* **TEXTO EXTRAÍDO**
---
9. Quem sai prejudicado numa greve de estudantes?
Em 17 de maio, numa assembléia realizada à noite que reuniu ralos 2,5% do corpo discente da USP, decidiu-se que os alunos da universidade também entrariam em greve. Na prática, a paralisação aconteceu nas unidades que sempre param quando há greve estudantil: na Faculdade de Filosofia, Letras e Ciências Humanas (FFLCH), na Escola de Comunicações e Artes (ECA) e na Faculdade de Educação. Nos demais departamentos, houve interrupções parciais. Os primeiros prejudicados por uma paralisação deste tipo são os próprios estudantes, que têm que replanejar todas as suas atividades letivas e alterar um calendário pré-definido e apertado. Para compensar as aulas e trabalhos perdidos, a carga horária de muitos deve dobrar quando a greve acabar. Na prática, entretanto, o que acontece é que muitos professores criam um cronograma de reposições incompleto, ou mesmo dão o semestre letivo por encerrado – aprovando até os alunos que não freqüentaram as aulas ou não produziram nenhum tipo de material a ser avaliado. Além de o poder de persuasão de uma greve estudantil ser altamente duvidoso, quem perde também, no fim, é a própria sociedade, forçada a financiar uma estrutura que não é usada para o seu devido fim. Ao exigirem ações assistencialistas cada vez mais amplas e prolongarem ao infinito sua estadia na universidade, os manifestantes tornam eterna uma fase da vida que deveria ser curta (a da graduação), e gastam recursos que poderiam estar sendo usados na abertura de novas vagas nas faculdades públicas – uma exigência dos próprios grevistas, que não se cansam de pedir a tal “universidade pública, gratuita e de qualidade para todos”.
---
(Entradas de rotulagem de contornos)
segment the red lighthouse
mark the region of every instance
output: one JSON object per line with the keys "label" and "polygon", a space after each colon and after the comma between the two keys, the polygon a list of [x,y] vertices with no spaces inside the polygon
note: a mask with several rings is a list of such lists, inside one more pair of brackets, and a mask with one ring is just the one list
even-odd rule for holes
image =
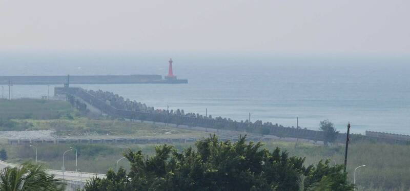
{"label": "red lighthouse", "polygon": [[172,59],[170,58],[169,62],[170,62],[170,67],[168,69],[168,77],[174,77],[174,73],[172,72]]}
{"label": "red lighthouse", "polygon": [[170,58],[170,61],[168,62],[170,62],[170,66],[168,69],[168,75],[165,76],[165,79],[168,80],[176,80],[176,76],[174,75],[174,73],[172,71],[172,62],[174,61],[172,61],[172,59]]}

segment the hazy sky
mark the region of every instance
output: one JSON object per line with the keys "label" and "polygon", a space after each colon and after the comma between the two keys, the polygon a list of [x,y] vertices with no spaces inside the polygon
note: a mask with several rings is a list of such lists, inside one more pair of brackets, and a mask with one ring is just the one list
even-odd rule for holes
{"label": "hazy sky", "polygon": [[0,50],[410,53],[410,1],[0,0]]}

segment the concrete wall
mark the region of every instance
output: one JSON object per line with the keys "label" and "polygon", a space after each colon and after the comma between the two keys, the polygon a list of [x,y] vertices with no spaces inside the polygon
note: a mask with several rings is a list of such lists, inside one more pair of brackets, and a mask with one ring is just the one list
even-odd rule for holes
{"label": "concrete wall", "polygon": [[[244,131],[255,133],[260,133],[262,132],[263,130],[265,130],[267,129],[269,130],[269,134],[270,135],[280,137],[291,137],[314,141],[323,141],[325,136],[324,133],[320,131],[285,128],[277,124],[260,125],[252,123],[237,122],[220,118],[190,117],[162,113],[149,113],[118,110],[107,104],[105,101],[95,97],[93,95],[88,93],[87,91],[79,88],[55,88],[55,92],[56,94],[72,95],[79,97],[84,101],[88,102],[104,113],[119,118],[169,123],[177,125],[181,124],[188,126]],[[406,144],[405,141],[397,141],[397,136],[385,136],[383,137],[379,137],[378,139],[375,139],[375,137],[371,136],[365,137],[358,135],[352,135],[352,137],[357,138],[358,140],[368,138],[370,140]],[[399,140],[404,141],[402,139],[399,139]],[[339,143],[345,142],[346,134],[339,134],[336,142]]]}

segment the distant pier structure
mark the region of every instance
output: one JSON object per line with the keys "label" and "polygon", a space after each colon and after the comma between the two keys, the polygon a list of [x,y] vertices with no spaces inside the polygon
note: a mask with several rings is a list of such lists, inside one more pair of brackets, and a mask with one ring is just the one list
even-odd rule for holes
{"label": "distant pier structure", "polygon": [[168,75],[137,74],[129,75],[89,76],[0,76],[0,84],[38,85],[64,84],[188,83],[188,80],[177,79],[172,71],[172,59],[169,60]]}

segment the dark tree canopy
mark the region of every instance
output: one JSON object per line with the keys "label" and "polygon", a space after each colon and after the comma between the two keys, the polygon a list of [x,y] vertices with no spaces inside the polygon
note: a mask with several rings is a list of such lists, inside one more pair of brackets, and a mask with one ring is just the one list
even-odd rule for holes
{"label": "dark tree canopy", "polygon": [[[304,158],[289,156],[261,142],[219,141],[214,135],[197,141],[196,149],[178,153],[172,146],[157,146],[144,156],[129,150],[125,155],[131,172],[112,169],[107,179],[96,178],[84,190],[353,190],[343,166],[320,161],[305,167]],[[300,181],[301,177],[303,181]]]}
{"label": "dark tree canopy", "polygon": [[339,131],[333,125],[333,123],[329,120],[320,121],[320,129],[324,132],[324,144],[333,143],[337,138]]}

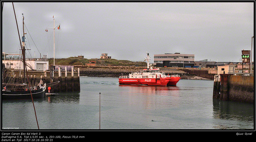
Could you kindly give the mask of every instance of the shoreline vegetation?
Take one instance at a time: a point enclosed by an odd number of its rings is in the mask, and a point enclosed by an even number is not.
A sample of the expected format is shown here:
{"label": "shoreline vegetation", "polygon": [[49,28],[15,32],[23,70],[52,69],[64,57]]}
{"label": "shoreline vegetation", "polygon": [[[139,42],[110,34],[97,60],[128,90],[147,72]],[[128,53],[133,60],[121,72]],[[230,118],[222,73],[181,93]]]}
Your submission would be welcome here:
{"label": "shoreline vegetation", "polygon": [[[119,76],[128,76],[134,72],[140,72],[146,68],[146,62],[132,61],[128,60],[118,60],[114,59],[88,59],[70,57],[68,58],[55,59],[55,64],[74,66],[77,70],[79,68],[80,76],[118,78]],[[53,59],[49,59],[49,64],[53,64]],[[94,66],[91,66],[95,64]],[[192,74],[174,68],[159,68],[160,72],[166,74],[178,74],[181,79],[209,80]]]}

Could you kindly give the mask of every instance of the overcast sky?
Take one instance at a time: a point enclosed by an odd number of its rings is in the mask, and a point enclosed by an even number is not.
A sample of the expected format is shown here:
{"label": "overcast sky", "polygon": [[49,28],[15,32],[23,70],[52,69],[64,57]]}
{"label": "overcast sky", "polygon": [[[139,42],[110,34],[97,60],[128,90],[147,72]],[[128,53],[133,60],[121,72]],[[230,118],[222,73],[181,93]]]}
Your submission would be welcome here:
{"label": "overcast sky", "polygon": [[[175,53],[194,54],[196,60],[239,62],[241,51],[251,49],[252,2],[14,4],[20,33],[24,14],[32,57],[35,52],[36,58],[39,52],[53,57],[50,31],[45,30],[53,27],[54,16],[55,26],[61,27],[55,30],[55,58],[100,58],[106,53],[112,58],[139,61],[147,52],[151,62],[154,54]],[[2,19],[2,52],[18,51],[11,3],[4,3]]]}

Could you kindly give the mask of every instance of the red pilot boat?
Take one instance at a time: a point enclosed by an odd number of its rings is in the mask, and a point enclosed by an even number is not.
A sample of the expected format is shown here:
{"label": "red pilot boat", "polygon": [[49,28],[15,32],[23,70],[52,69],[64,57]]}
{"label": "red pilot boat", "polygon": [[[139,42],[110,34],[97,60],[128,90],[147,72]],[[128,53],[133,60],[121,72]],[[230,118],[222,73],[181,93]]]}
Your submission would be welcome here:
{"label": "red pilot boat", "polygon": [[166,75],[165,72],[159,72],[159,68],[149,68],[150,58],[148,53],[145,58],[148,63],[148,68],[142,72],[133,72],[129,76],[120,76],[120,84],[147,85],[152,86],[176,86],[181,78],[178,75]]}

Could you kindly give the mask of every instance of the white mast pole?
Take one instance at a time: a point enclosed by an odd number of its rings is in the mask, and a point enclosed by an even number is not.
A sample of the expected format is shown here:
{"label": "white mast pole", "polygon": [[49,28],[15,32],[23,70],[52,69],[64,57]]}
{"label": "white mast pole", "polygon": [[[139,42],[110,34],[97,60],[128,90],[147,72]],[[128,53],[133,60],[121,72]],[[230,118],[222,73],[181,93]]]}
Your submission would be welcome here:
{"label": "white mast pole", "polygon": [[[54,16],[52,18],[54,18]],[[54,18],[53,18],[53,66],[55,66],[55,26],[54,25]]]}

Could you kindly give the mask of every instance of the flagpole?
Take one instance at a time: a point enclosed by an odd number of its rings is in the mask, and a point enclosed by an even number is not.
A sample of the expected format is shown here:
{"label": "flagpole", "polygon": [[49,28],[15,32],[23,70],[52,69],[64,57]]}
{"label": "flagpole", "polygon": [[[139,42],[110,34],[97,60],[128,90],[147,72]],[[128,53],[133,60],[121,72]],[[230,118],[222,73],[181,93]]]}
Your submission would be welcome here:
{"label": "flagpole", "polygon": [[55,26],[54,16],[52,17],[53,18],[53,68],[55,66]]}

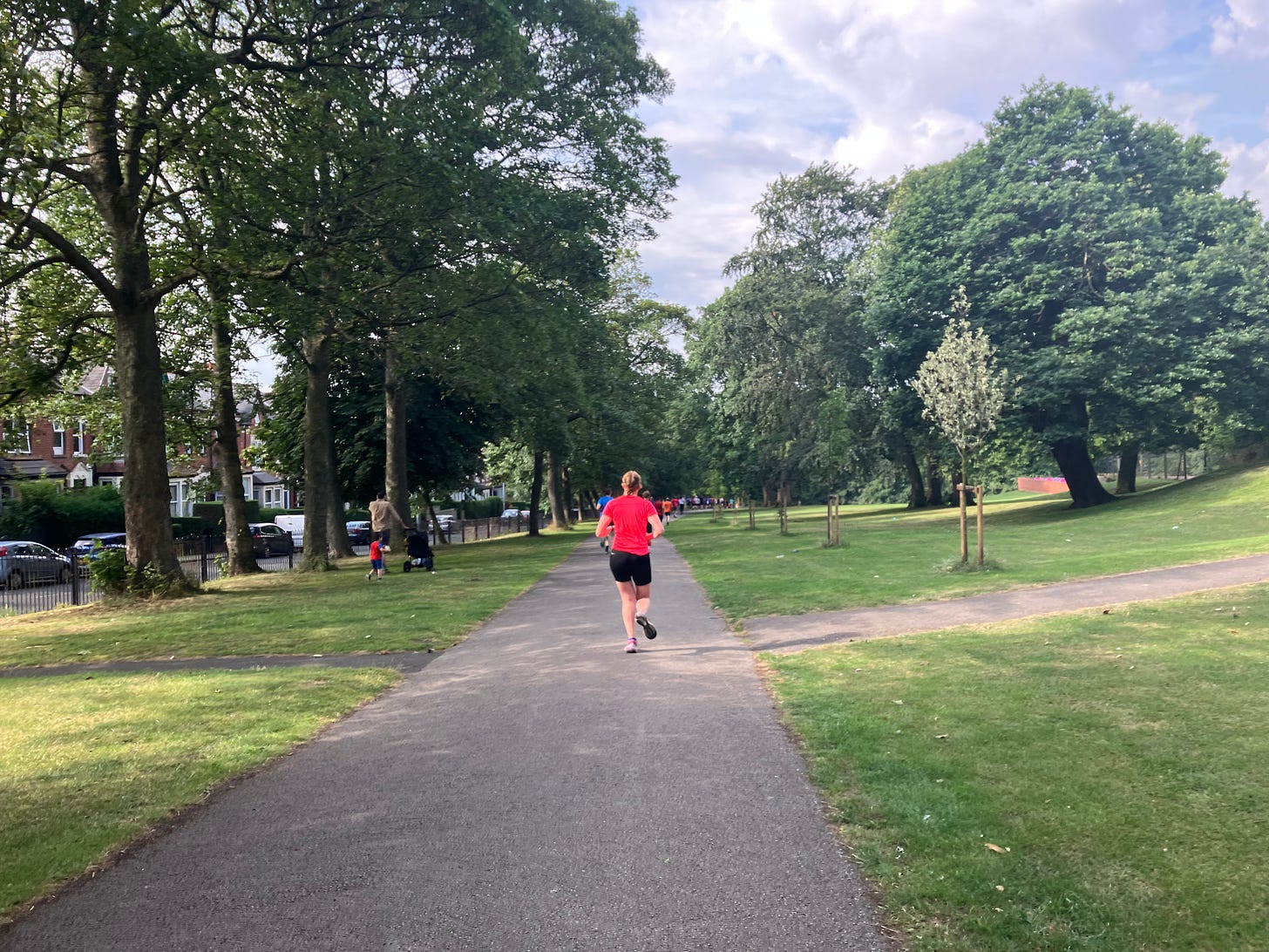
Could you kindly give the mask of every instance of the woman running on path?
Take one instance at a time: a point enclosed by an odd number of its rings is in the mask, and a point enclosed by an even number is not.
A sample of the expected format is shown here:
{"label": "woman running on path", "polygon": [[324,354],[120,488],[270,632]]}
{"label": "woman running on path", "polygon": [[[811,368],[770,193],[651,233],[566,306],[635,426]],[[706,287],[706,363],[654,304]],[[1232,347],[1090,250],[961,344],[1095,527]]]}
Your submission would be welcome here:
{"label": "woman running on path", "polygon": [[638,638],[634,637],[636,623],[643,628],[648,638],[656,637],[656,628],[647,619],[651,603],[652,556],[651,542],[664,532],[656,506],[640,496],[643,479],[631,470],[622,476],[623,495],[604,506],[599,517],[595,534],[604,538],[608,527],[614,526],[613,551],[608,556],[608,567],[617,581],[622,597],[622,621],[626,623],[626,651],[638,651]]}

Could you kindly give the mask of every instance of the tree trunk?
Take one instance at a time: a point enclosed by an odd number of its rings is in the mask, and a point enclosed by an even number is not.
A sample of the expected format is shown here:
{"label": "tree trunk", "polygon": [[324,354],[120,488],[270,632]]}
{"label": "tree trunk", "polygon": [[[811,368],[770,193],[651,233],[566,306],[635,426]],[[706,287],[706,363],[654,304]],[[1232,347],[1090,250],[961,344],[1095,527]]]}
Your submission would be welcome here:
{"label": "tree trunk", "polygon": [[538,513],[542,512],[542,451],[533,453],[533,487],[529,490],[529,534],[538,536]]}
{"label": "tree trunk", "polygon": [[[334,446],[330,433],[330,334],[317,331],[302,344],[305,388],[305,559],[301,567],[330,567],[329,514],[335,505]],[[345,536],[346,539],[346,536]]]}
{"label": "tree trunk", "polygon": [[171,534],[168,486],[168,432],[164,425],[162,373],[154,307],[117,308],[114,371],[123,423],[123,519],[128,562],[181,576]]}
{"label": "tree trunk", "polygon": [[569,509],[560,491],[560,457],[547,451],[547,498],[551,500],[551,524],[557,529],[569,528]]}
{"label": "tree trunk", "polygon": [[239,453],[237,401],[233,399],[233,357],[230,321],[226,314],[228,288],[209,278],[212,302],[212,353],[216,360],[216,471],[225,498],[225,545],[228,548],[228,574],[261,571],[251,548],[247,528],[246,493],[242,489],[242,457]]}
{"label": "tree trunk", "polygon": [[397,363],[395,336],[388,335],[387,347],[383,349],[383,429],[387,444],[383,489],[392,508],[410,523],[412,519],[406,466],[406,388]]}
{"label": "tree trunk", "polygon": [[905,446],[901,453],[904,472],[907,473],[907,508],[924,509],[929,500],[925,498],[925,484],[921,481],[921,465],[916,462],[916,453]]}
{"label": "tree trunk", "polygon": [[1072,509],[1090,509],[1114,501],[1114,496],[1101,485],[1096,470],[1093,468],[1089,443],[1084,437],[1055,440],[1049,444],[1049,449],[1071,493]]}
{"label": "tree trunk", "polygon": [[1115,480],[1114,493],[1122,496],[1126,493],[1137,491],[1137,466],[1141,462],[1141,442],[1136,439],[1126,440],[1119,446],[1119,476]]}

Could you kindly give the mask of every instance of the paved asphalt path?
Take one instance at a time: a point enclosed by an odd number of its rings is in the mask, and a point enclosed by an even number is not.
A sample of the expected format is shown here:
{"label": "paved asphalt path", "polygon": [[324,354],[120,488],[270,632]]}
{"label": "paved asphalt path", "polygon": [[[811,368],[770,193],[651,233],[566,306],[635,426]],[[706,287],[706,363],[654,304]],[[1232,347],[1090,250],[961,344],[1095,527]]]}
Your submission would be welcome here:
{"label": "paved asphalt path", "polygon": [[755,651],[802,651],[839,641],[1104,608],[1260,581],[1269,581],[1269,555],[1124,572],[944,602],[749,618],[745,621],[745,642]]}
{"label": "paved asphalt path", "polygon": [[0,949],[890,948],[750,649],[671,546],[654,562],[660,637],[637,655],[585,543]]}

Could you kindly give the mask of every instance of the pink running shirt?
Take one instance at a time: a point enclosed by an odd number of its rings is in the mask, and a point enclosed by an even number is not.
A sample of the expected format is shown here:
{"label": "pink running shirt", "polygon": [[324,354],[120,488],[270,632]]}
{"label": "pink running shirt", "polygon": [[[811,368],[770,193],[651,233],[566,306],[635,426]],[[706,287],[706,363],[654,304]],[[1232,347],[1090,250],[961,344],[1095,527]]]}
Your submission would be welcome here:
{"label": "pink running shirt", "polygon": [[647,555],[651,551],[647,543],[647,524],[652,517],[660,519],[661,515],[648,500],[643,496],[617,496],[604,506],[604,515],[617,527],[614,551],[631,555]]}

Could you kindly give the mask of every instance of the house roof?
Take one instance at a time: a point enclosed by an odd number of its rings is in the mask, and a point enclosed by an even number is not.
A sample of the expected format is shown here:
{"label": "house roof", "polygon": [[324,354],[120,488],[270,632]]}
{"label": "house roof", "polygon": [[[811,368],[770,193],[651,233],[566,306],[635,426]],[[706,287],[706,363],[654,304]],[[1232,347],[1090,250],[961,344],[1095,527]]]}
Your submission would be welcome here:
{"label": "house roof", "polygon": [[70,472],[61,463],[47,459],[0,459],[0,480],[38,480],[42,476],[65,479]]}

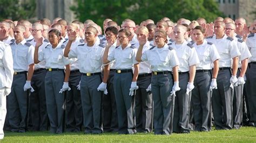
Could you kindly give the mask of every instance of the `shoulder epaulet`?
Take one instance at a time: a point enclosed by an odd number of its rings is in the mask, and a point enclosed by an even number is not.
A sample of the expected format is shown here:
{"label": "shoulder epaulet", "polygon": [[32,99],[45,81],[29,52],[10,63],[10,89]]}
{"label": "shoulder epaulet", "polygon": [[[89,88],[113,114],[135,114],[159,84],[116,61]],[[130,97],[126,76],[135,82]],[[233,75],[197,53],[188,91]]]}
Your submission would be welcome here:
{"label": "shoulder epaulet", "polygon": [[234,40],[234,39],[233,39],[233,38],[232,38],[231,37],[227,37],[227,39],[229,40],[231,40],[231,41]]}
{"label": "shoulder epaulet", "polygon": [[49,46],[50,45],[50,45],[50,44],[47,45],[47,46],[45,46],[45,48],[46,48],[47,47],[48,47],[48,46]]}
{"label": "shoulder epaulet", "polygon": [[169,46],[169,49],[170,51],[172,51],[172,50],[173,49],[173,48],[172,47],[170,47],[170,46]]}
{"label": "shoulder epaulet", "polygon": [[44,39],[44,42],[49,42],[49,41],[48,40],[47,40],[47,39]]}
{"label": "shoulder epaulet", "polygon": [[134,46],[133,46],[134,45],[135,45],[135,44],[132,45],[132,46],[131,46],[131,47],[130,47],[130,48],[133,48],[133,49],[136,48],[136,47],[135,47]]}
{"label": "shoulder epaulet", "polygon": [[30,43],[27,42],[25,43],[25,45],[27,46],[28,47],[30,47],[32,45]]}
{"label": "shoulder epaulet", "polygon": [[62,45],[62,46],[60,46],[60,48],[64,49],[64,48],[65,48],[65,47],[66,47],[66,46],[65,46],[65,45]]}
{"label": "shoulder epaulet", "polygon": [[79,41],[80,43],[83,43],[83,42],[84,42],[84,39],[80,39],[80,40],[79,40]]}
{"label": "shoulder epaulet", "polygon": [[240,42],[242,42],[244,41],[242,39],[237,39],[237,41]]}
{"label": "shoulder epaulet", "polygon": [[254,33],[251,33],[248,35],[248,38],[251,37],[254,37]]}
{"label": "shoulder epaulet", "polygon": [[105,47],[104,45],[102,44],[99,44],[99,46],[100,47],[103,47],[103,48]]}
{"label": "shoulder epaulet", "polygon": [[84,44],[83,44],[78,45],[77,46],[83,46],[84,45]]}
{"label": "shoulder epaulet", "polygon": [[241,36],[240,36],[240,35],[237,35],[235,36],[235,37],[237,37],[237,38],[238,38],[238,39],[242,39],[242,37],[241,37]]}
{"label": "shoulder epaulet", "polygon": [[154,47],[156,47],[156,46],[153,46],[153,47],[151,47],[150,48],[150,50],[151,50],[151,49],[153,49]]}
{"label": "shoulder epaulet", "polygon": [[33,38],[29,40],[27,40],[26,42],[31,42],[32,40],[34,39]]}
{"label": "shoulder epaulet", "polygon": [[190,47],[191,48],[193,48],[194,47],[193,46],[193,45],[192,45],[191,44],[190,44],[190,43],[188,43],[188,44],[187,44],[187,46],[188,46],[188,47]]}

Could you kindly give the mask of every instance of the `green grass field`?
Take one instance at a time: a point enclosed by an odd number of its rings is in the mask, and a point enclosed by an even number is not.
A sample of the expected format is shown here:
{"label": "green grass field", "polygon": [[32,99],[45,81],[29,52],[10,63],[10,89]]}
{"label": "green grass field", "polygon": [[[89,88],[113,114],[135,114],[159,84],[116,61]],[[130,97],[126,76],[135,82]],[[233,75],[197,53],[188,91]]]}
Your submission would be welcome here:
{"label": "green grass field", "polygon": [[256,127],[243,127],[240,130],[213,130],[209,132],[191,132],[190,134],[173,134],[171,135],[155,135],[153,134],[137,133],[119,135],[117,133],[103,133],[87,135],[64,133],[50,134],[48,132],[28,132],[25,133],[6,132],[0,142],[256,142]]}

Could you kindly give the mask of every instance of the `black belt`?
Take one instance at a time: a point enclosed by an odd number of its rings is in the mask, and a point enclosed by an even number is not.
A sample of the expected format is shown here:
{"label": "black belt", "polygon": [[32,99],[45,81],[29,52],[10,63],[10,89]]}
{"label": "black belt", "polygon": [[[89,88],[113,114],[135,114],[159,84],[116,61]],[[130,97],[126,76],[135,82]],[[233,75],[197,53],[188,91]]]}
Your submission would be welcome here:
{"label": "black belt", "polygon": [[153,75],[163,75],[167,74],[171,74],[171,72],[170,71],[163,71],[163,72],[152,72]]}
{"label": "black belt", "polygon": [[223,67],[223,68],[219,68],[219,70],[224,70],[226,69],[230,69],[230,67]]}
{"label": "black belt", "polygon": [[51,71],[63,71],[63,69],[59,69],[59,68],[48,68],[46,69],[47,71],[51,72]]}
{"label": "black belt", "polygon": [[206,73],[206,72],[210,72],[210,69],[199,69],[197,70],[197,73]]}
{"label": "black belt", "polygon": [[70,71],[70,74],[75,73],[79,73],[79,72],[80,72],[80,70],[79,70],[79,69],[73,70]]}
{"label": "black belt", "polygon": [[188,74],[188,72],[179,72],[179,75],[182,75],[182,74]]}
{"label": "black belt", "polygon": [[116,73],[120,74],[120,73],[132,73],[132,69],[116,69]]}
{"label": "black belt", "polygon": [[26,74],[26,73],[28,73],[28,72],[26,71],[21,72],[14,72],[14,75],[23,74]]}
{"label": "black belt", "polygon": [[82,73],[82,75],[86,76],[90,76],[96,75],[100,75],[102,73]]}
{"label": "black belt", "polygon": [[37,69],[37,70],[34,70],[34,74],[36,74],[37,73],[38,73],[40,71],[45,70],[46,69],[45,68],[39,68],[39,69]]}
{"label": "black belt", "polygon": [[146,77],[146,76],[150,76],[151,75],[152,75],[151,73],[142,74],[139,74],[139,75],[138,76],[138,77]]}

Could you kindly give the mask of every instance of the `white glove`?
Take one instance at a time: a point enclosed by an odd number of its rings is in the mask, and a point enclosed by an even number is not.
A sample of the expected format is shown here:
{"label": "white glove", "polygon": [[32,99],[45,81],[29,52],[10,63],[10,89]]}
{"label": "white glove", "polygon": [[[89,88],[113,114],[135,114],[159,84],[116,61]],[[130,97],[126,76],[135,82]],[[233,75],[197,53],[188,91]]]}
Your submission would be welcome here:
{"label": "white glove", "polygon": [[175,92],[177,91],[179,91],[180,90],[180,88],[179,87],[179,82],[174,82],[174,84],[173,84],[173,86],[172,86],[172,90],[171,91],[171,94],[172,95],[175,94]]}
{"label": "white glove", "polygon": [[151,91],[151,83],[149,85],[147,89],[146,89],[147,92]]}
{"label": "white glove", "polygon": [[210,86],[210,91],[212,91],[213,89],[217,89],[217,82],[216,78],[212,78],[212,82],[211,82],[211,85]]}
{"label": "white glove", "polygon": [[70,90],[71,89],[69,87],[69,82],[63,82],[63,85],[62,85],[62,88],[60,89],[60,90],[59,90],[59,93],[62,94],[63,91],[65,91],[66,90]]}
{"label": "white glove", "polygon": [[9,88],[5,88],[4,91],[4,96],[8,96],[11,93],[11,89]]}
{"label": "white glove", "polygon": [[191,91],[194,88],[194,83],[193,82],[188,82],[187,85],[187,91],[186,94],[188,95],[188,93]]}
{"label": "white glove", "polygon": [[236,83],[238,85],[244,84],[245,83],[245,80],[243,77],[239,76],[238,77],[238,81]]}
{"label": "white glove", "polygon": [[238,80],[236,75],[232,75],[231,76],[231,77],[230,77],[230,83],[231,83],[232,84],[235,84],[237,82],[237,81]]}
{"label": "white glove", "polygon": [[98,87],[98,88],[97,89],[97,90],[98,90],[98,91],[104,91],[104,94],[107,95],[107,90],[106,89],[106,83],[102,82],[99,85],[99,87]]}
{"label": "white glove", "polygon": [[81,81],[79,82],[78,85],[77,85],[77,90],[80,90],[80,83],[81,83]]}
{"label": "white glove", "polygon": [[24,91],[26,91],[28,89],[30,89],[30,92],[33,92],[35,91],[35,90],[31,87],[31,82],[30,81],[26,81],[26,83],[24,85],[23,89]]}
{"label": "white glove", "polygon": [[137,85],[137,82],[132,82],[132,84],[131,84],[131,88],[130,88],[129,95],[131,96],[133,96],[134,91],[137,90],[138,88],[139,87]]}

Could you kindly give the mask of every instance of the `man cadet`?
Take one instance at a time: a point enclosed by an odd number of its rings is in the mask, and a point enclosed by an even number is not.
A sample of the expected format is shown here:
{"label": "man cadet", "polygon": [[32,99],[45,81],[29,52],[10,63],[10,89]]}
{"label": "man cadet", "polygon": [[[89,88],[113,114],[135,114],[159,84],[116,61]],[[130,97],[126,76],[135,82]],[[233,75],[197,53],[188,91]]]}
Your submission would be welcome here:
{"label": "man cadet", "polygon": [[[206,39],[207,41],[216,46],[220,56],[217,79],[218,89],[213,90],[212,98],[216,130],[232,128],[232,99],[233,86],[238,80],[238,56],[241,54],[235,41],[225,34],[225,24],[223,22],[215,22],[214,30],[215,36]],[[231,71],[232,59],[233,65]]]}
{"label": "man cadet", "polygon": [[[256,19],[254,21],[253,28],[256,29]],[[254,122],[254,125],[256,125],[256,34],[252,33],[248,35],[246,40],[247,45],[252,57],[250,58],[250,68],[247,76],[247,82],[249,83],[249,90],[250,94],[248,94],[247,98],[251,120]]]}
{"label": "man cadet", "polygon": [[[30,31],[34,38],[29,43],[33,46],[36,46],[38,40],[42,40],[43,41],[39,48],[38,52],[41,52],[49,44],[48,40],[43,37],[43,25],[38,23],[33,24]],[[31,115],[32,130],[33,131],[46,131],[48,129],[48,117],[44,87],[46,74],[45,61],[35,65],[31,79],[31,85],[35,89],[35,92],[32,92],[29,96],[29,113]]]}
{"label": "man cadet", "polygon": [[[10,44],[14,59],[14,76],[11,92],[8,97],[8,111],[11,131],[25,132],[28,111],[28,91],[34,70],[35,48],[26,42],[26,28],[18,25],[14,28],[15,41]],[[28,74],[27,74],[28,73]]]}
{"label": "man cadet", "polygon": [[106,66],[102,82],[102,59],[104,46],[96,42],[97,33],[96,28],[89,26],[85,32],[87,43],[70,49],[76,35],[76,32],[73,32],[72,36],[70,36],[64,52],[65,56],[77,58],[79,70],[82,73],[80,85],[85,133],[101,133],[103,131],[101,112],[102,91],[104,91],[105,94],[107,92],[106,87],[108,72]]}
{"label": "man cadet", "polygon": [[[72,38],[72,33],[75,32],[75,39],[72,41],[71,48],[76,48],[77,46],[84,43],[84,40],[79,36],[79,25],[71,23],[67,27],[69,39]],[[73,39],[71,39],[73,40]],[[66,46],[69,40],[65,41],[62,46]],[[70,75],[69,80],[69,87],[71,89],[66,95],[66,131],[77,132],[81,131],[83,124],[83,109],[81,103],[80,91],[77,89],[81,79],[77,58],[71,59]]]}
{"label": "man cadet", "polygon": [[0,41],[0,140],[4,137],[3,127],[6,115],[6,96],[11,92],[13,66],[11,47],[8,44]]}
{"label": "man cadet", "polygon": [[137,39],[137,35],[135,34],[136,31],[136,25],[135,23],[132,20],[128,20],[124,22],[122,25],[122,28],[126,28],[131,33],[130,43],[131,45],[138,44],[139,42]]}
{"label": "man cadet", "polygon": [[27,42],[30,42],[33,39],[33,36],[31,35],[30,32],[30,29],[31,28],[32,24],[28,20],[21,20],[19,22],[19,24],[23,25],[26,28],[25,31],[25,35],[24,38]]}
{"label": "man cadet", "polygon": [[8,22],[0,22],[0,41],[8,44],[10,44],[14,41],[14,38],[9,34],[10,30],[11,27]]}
---
Você pode dar continuidade ao texto sobre a greve estudantil na USP a partir da última frase apresentada? Os itens não têm relação com o texto sobre a greve estudantil na USP.

* **RESULTADO**
10. Por que os funcionários entraram em greve?
Um dia antes dos estudantes, em 16 de maio, por meio do Sindicato dos Trabalhadores da USP (Sintusp), os servidores da universidade – não todos – aproveitaram-se da confusão causado pela ocupação estudantil da reitoria e também cruzaram os braços. Para justificar a interrupção das atividades, uniram-se aos invasores no discurso contra os decretos de Serra. Para se afirmarem como categoria independente, reivindicaram também um aumento indiscriminado de 200 reais, e mais um reajuste salarial de 3,15% a todos os funcionários e professores da USP, Unesp e Unicamp, a título de correção pela inflação de 2006. O que pouco se falou foi que, religiosamente, em todo mês de maio, os funcionários da USP iniciam uma campanha por aumento salarial, e estão sempre prontos a entrar em greve ao menor sinal de resposta negativa. Falta-lhes apenas um pretexto, o que nunca foi difícil de se arranjar.


11. E por que os professores também o fizeram, uma semana depois?
Novamente a decisão foi tomada em uma assembléia de um órgão que representa a categoria – no caso dos professores, a Associação dos Docentes da USP (Adusp). Na ocasião, estavam presentes cerca de 300 docentes. A USP tem mais de 5.000, muitos dos quais continuaram a dar aulas. Além da crítica aos decretos do governo e do pedido de reajuste salarial de 3,15%, a categoria também apresentou pautas específicas. A Adusp pediu a retirada de um projeto de previdência do Executivo e mais investimento do estado em educação. Da parte de alguns professores, houve ainda a reclamação de que a passagem de instituições de pesquisa, como a Fapesp, para o comando da Secretaria de Desenvolvimento de São Paulo retiram delas a sua “vocação educacional”, comprometendo assim a chamada pesquisa pura, livre de interesses mercadológicos.


12. Esta é a única manifestação do tipo ocorrida na USP nos últimos anos?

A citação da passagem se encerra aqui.